== What is expected ==
From the line containing "of the sesame" to the last line of the data, both included, transcribe each line exactly, leaving out pictures and adding nothing.

Entries taken from a collection:

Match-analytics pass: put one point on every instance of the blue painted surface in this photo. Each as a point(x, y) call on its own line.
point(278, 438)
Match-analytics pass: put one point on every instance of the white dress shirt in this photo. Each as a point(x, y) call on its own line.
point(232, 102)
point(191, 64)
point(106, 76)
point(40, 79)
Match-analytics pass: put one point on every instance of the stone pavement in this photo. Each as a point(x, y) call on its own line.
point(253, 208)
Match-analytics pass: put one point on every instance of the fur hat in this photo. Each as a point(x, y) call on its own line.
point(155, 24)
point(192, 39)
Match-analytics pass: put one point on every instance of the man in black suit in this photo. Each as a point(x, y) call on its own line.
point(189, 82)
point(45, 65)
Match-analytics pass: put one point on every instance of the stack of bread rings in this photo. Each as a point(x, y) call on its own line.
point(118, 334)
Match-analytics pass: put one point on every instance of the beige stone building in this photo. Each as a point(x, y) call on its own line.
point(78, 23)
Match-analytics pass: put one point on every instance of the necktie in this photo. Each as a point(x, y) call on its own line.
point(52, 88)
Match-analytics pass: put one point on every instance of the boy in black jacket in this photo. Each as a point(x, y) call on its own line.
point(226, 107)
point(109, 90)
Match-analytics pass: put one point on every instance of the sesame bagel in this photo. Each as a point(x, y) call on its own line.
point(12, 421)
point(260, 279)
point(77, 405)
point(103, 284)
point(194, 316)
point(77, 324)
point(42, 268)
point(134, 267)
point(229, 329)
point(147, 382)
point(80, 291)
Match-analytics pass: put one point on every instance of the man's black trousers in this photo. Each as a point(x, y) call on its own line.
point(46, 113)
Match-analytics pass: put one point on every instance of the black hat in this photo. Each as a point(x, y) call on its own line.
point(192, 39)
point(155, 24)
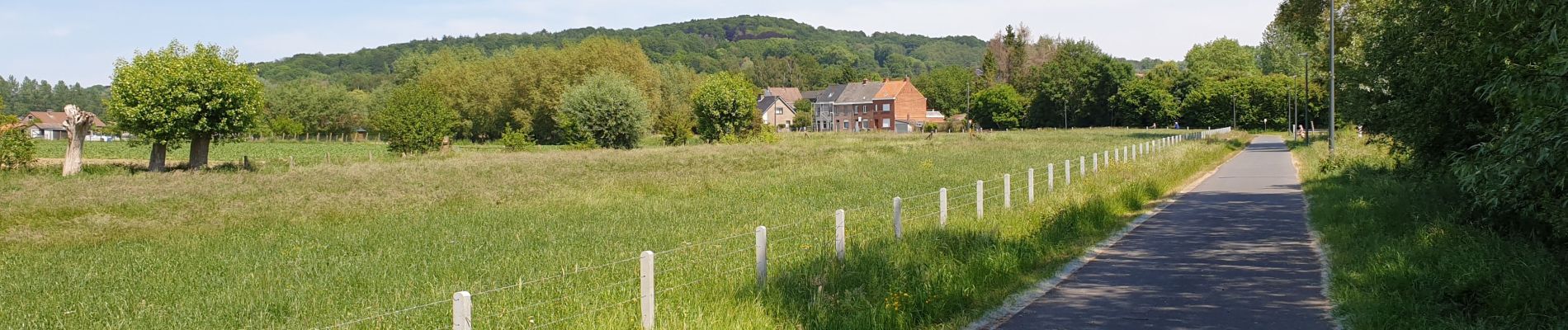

== Exercise response ==
Match-analytics pass: put one point on every instance of the sesame bagel in this photo. Each as a point(x, y) call on its own line.
point(12, 421)
point(260, 279)
point(77, 405)
point(103, 284)
point(194, 316)
point(77, 324)
point(42, 268)
point(134, 267)
point(229, 329)
point(147, 382)
point(80, 291)
Match-analytics pass: put one point on every instance of the man's black trousers in this photo. Each as a point(x, y) call on its own line.
point(46, 113)
Match-analytics pass: put one point on every instance of the black hat in this photo. Each as a point(x, y) call on its own line.
point(192, 39)
point(155, 24)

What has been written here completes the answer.